Copy out the lines of the records below, and only those lines, from the one with "Target: child's grey jacket" through the one with "Can you find the woman's dark trousers?", exactly as they appear.

──────── Records shown

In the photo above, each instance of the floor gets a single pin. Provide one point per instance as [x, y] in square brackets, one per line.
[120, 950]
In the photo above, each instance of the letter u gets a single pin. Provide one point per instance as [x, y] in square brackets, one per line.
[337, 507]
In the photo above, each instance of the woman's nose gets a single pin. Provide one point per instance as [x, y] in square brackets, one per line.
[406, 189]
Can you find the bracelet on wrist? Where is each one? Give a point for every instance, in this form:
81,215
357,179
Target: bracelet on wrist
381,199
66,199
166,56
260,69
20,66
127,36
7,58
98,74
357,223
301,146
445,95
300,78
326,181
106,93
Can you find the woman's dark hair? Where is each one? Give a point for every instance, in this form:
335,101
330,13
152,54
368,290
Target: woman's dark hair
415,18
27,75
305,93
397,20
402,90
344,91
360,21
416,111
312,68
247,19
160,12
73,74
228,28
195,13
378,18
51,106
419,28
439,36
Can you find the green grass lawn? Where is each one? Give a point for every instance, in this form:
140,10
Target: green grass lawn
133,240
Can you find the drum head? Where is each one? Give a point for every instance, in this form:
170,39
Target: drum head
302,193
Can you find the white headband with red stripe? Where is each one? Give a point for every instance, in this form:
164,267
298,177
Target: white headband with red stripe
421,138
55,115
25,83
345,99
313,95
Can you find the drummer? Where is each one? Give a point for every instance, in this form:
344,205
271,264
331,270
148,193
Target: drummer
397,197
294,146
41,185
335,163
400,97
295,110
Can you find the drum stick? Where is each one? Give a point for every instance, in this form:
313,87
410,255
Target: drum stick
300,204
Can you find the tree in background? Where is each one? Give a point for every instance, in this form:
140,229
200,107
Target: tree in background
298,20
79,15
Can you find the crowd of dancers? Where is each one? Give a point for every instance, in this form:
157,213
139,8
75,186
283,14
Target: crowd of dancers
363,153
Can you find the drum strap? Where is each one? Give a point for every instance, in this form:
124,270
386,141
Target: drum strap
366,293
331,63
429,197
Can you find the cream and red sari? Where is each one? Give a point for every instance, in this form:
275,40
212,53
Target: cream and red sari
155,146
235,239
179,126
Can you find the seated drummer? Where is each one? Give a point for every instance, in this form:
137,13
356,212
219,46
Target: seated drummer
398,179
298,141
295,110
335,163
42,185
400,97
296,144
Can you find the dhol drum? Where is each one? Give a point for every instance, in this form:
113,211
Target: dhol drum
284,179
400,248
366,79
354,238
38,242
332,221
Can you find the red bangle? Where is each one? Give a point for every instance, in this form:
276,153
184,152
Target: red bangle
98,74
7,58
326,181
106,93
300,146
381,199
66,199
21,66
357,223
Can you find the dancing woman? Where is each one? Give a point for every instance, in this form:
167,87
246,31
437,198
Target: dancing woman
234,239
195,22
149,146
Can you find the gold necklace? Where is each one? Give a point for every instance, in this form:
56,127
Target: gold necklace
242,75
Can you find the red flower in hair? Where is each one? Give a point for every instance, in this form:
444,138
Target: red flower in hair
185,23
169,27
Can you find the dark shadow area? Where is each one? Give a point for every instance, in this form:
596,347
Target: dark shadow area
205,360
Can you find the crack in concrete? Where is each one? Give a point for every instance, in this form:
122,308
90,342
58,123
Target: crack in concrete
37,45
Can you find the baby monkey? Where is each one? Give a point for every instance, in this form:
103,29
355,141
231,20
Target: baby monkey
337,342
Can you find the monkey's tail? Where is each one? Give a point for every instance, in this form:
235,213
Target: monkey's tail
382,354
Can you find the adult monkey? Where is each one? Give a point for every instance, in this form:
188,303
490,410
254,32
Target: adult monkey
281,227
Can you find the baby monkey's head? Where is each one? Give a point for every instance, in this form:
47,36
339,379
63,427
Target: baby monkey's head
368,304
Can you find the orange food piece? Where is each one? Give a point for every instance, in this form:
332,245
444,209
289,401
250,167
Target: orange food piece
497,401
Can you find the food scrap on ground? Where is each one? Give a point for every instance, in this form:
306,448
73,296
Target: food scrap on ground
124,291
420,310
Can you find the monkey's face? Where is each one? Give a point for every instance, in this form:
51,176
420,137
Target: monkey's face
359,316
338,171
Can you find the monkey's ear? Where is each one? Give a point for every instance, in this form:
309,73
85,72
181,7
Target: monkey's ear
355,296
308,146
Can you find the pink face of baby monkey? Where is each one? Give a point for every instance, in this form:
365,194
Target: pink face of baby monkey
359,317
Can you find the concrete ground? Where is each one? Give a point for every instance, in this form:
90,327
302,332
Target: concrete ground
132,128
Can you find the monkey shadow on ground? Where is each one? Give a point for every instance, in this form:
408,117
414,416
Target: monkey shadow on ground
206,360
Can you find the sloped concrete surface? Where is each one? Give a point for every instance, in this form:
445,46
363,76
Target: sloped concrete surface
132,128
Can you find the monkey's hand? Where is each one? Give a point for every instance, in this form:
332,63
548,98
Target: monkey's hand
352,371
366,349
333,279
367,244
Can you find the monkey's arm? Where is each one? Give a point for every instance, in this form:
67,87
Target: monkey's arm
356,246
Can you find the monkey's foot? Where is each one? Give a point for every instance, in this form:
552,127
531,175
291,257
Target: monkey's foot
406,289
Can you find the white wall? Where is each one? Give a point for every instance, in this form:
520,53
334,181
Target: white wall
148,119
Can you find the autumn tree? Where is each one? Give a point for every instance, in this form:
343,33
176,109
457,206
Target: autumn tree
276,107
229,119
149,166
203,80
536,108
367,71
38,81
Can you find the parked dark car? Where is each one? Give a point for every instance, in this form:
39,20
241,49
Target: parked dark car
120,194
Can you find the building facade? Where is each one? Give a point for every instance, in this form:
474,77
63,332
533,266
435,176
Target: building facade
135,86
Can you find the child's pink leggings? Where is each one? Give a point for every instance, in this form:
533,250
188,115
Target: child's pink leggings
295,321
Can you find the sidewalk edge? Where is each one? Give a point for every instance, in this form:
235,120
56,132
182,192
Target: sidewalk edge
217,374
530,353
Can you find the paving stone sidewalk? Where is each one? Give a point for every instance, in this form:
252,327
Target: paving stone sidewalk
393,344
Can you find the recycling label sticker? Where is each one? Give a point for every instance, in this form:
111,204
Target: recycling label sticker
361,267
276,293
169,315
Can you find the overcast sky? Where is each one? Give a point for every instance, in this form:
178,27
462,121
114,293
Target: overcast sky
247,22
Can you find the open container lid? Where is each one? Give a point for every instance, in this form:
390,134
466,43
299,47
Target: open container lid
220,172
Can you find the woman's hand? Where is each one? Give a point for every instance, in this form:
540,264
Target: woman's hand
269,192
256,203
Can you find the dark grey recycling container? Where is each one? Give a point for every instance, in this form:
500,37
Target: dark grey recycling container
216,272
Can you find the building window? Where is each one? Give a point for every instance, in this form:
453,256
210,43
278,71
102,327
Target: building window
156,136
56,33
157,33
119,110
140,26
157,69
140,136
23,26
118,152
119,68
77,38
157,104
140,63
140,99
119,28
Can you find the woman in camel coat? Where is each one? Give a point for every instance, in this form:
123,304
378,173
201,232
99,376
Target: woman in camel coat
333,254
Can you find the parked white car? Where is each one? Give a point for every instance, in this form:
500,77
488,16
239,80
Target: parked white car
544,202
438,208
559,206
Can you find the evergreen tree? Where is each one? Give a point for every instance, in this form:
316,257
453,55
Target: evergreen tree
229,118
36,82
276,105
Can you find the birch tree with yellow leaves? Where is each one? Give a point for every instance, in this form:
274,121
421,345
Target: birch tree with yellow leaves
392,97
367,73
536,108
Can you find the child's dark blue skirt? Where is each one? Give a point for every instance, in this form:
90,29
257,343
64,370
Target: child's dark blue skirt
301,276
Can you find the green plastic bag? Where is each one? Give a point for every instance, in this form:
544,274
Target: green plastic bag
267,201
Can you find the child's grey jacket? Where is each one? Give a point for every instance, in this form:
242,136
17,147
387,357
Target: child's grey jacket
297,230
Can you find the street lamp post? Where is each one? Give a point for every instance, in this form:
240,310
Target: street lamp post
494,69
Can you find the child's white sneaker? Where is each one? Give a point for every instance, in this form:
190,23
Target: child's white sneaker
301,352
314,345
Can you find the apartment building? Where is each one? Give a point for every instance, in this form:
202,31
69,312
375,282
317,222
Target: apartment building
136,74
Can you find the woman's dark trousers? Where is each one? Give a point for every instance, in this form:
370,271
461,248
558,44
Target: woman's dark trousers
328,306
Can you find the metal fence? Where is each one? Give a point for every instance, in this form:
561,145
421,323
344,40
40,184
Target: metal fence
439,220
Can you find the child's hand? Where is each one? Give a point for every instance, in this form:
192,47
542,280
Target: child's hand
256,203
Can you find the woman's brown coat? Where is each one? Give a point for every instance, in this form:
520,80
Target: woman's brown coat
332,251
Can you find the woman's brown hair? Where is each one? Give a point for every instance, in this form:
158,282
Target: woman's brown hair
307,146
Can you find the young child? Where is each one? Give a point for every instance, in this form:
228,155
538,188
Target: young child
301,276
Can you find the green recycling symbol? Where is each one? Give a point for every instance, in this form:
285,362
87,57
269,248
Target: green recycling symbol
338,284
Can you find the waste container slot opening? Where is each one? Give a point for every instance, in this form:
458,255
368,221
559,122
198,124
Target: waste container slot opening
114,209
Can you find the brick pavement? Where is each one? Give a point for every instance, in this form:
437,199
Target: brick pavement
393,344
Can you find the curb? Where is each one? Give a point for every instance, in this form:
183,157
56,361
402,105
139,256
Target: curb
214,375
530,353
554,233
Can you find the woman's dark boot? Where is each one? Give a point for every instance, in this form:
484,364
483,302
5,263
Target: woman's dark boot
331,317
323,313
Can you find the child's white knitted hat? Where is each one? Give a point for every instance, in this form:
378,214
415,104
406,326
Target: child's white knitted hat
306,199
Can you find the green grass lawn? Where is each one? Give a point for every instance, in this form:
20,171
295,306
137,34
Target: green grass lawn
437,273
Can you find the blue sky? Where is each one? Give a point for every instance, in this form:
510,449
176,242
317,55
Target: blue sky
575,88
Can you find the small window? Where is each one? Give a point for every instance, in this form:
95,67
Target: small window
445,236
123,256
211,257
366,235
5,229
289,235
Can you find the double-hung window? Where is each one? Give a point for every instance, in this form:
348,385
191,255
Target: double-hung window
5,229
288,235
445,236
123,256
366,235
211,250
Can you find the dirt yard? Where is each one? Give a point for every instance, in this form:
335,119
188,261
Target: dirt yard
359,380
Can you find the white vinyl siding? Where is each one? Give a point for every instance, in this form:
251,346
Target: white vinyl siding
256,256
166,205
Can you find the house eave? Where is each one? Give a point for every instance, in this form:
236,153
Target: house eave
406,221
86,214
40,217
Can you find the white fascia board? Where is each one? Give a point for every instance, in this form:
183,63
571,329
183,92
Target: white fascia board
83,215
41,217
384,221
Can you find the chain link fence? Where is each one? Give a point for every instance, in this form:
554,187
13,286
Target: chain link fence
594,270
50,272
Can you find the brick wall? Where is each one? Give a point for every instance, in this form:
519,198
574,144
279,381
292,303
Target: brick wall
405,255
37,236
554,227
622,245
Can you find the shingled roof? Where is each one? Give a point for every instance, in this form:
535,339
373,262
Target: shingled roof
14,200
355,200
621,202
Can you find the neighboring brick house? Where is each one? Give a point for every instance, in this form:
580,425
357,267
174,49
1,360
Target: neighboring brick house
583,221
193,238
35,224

────────────────

_Result for this exercise_:
Target: child's grey jacket
297,230
Can you find the street lamp post? Where is each one? Give a point for every instance, in this form:
240,310
Target: street lamp post
494,69
Can you find the child's white sneaker? Where is each one? Give a point for every instance, in this form:
190,23
Target: child's white sneaker
301,352
314,345
Can you find the apartment building? Where is each one? Give a point for every instance, in this form:
202,31
69,312
375,282
317,222
Target: apartment building
136,74
Can you find the woman's dark trousers? Where is each one? Give a point for every instance, in this form:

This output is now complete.